» **Dataset records**:
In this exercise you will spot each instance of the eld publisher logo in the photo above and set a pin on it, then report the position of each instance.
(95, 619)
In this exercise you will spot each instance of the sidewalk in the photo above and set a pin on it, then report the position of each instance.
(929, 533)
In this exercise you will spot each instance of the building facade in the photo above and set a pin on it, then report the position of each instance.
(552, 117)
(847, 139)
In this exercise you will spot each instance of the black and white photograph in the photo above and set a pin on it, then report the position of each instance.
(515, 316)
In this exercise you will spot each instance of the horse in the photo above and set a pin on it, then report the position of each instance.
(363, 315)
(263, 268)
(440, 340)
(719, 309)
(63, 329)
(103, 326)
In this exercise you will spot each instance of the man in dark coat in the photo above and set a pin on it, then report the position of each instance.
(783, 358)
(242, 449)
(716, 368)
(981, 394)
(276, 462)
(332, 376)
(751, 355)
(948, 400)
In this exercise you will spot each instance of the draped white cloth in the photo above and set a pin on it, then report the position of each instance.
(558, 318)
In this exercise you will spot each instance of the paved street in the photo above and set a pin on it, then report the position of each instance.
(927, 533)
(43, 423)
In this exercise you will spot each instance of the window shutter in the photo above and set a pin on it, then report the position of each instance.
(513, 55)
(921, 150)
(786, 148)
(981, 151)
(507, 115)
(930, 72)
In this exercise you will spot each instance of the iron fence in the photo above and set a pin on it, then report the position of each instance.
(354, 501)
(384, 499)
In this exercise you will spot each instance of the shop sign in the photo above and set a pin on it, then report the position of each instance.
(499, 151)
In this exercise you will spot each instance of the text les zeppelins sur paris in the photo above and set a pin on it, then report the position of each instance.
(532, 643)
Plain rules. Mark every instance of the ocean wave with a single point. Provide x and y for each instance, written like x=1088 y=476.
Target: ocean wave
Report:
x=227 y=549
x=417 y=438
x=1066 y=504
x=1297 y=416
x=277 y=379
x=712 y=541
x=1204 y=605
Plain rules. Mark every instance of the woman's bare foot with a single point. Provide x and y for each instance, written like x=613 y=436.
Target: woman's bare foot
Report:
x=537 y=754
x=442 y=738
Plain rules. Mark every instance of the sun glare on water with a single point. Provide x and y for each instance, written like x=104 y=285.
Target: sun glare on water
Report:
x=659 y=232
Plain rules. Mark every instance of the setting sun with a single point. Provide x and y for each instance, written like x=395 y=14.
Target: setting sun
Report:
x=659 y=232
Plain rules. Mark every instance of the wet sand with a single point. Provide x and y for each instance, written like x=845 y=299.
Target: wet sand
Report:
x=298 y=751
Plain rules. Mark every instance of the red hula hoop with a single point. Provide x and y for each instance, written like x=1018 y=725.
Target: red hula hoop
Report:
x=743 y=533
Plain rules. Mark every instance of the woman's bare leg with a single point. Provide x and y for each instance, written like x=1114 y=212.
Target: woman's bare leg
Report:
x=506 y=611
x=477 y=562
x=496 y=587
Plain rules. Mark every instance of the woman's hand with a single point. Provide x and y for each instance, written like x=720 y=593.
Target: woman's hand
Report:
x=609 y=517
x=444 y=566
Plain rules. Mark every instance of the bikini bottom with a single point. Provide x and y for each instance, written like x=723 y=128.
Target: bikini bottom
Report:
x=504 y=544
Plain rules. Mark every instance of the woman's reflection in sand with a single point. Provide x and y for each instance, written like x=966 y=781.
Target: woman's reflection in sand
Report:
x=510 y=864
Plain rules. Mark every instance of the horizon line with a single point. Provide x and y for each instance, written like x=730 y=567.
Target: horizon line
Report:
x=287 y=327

» **What you will do**: Could you copy out every line of the data above, word for word and in the same order?

» **In response**:
In this exercise you will spot each instance of the eld publisher logo in the photo above and set a pin on it, then report the position of each instance.
(95, 619)
In this exercise you will spot each instance of the sidewalk in the photo above and set a pin on it, then report the position of each instance.
(929, 533)
In this exercise you will spot each instance of the building facade in the photo above and set a pin on it, then report the position of each instance.
(552, 117)
(847, 139)
In this exercise you will spot each instance of the black and white photograph in the photo above and set a pin on it, then report the position of each instance.
(515, 316)
In this exercise you will spot each instance of the horse in the photo above and set a pin on it, then report the position of each instance.
(363, 315)
(263, 268)
(440, 340)
(719, 309)
(63, 329)
(103, 326)
In this exercise you will spot each instance of the man in dark coat in the photo above and set a pin on it, then report the position of each instance.
(783, 358)
(242, 449)
(716, 368)
(981, 394)
(276, 462)
(332, 376)
(751, 355)
(948, 400)
In this exercise you will spot each instance of the draped white cloth in the photo above and set a pin on it, then report the position of each instance.
(558, 318)
In this exercise you will spot each instance of the paved street in the photo above and set a pin on it, then report the position of each instance.
(927, 533)
(43, 423)
In this exercise you will spot each instance of the window shutter in the photo above and set a pin on it, then report the position of each instance.
(513, 55)
(921, 150)
(786, 148)
(981, 151)
(507, 115)
(930, 72)
In this exercise you will spot each instance of the iron fence in the photo above and set a pin on it, then report the position of each instance.
(354, 501)
(384, 499)
In this exercise you will spot each instance of the shop sign in the photo above and set a pin on it, then report the position of each instance.
(499, 151)
In this exercise you will spot each instance of the text les zeppelins sur paris in the photo above and set a pin on it, then report the position of each instance.
(532, 643)
Plain rules. Mark every instance of the ocean wave with a single point. Provide x and y for each instance, written like x=1088 y=476.
Target: ocean wave
Report:
x=227 y=549
x=417 y=438
x=1066 y=504
x=1297 y=416
x=277 y=379
x=712 y=541
x=1204 y=605
Plain rules. Mark every instance of the woman's bare foot with a single point. Provide x and y for each instance, written like x=613 y=436.
Target: woman's bare foot
Report:
x=537 y=754
x=442 y=738
Plain rules. Mark every instance of the sun glare on water with a single point. Provide x and y for each instance, written like x=104 y=285.
Target: sun glare on water
Report:
x=659 y=232
Plain rules. Mark every instance of the setting sun with a single point. Provide x and y for each instance, written like x=395 y=14.
Target: setting sun
Report:
x=659 y=232
Plain rules. Mark every instance of the wet sand with a single point. Provide x and y for each instance, written like x=845 y=299.
Target: wet sand
Report:
x=298 y=751
Plain rules. Mark every instance of the red hula hoop with a single point. Provide x and y for each instance, written like x=1018 y=725.
Target: red hula hoop
Report:
x=743 y=533
Plain rules. Mark every instance of the woman's bare leg with a single point. Provide x and y for each instance, written like x=1114 y=212.
Target: woman's bare leg
Report:
x=506 y=611
x=477 y=562
x=496 y=587
Plain rules. Mark every instance of the woman's hand with a single point. Provide x and y for each instance, written like x=720 y=593.
Target: woman's hand
Report:
x=609 y=517
x=444 y=566
Plain rules. Mark every instance of the bikini bottom with a single point. Provide x and y for each instance, written like x=723 y=128.
Target: bikini bottom
Report:
x=504 y=544
Plain rules. Mark every instance of the woman's reflection in sand with a single point. Provide x and y for each instance, written like x=966 y=781.
Target: woman's reflection in sand
Report:
x=510 y=864
Plain rules. Mark every instance of the horizon line with a single point. Provide x and y for each instance, written like x=730 y=567.
Target: horizon line
Report:
x=287 y=327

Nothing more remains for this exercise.